### Texte proposé:
□ □ □ □
En 2018, sort Sharp Objects, mini-série HBO, adaptée du premier roman de Gillian Flynn, Sur ma peau. On y suit une journaliste envoyée dans la ville de son enfance pour couvrir l’enquête sur la disparition d’adolescentes et se confronter aux traumas de son passé.
Wind Gap, charmante ville du Missouri dans le Sud des États-Unis, est plongée dans la chaleur accablante de l’été. La ville sue et vit au ralenti, bien que l’élevage et l’abattoir de cochons continuent leur tâche et que le festival annuel en hommage à une figure confédérée se prépare. Pour combler l’ennui, des adolescentes désœuvrées parcourent toute la ville en patin à roulettes, alors qu’une fille du même âge vient de disparaître et qu’une autre a été retrouvée morte dans les bois il y a peu.
L’envers du décor de Wind Gap, c’est ce que propose d’explorer Sharp Objects, la fascinante série dirigée par Marti Noxon et réalisée par le Québécois Jean-Marc Vallée. C’est à travers le personnage de Camille Preaker que cette radioscopie se fait. Journaliste d’une trentaine d’années, la jeune femme originaire de Wind Gap est envoyée par son rédacteur en chef enquêter sur le meurtre et la disparition qui bousculent la ville. Elle retourne dans la ville de son enfance, malgré elle, des années après l’avoir quittée et n’y être jamais retournée, peu pressée de retrouver sa famille et les lieux de sa jeunesse.
Camille Preaker, l’enfant prodigue
Camille Preaker a un sérieux problème avec l’alcool, une voiture pourrie, et aucune envie de retourner à Wind Gap, la ville où elle a grandi et dont elle s’est échappée dès qu’elle a pu.
Elle a une belle chevelure rousse, un répondant et un cynisme assurés, des manches longues et un pantalon malgré la chaleur écrasante, et des mignonnettes d’alcool qui l’accompagnent partout où elle va dans sa voiture qui hurle Led Zeppelin.
□ □ □ □
### Extrait des données:
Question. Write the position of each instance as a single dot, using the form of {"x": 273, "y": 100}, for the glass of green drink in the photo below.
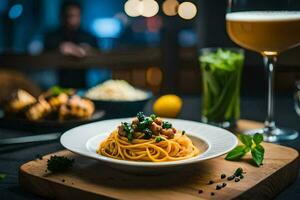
□ □ □ □
### Énoncé écrit:
Relevez tous les noms de personnes, réelles ou fictives, cités dans le texte sur Sharp Objects.

### Résultat de l'exercice:
Gillian Flynn, Marti Noxon, Jean-Marc Vallée, Camille Preaker